REQUIREMENT: Every line of the data must be copied exactly.

── RECORDS ──

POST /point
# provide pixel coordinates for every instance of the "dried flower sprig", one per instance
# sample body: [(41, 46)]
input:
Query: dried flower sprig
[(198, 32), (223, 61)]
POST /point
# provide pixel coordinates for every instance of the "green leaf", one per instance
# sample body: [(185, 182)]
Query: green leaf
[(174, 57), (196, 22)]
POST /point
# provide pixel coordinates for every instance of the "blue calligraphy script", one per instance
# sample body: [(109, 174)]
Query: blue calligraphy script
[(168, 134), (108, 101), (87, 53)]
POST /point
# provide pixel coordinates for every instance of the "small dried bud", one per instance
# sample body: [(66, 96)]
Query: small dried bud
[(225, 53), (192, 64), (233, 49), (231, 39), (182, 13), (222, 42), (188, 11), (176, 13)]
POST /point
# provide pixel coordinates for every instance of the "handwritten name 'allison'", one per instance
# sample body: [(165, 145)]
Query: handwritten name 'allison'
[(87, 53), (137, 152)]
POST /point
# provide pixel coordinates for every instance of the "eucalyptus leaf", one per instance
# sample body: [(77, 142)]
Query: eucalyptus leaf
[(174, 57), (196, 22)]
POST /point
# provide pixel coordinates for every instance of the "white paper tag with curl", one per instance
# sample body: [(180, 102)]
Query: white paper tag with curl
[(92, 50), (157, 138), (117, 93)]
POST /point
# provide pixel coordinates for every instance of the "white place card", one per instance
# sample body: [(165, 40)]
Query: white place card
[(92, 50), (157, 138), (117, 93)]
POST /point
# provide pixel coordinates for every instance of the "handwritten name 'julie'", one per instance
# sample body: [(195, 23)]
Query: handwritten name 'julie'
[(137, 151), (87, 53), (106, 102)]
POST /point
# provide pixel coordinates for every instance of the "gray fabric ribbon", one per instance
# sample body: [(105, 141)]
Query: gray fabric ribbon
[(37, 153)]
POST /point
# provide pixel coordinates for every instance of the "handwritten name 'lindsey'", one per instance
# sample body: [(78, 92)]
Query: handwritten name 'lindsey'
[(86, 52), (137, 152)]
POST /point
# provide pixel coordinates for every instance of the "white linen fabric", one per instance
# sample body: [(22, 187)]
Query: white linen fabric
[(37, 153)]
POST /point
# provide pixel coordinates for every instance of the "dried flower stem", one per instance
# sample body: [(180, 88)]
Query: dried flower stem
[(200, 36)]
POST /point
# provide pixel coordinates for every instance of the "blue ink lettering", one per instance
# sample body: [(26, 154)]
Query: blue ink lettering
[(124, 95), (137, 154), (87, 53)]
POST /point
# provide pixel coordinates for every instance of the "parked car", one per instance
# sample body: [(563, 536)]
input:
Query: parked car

───

OUTPUT FOR THIS EXERCISE:
POST /point
# provide pixel coordinates for every instance of the "dried flower sprig", one per instance
# sample body: [(41, 46)]
input:
Query: dried flower sprig
[(198, 32), (223, 61)]
POST /point
# provide pixel coordinates for every instance of the "green leaf", one per instance
# sample body: [(185, 182)]
Query: green leaf
[(174, 57), (196, 22)]
POST /point
# provide pixel coordinates for every instance of the "blue calligraphy script", one per instance
# sample body: [(109, 174)]
Query: blue calligraphy script
[(168, 134), (108, 101), (87, 53)]
POST /point
# provide pixel coordinates for every instance of the "small dried bud", one per instance
# sample body: [(66, 96)]
Query: small dried bud
[(225, 53), (192, 64), (233, 49), (231, 39), (182, 13), (222, 42), (188, 11), (176, 13)]
POST /point
# provide pixel coordinates for every instance of the "handwritten name 'allison'", one per instance
# sample body: [(165, 145)]
Query: handwritten name 'allison'
[(87, 53), (137, 152)]
POST /point
# provide pixel coordinates for every instance of the "eucalyptus leaf", one per instance
# sample body: [(77, 142)]
Query: eucalyptus leaf
[(174, 57), (196, 22)]
POST /point
# provide pixel coordinates for every instance of the "white paper tag with curl", one per instance
# sample body: [(180, 102)]
Query: white paper tag with curl
[(92, 50), (157, 138), (117, 93)]
POST /point
# provide pixel coordinates for every instance of the "white place card", one per instance
# sample body: [(165, 40)]
Query: white place card
[(92, 50), (157, 138), (117, 93)]
POST /point
# provide pixel coordinates for every instance of the "handwritten name 'julie'", one per instance
# sample body: [(195, 23)]
Query: handwritten name 'julie'
[(137, 151), (87, 53), (106, 102)]
POST /point
# provide pixel coordinates for every instance of the "gray fabric ribbon", one per instance
# sample body: [(105, 141)]
Query: gray fabric ribbon
[(37, 153)]
POST /point
# provide pixel coordinates for every instance of the "handwritten name 'lindsey'", one per instance
# sample body: [(78, 92)]
Query: handwritten name 'lindsey'
[(86, 52), (137, 152)]
POST /point
# provide pixel coordinates for every instance of the "white linen fabric", one per instance
# sample body: [(22, 187)]
Query: white linen fabric
[(37, 153)]
POST /point
# provide pixel coordinates for every instance of the "dried flower stem", one per instance
# sample body: [(180, 88)]
Query: dried flower stem
[(200, 36)]
POST /point
# provide pixel coordinates for every instance of the "blue ink lettering", one per instance
# sample body: [(26, 154)]
Query: blue ink lettering
[(124, 95), (137, 154), (87, 53)]
POST /point
# provide pixel coordinates for every instance of the "parked car", one per instance
# sample body: [(563, 536)]
input:
Query: parked car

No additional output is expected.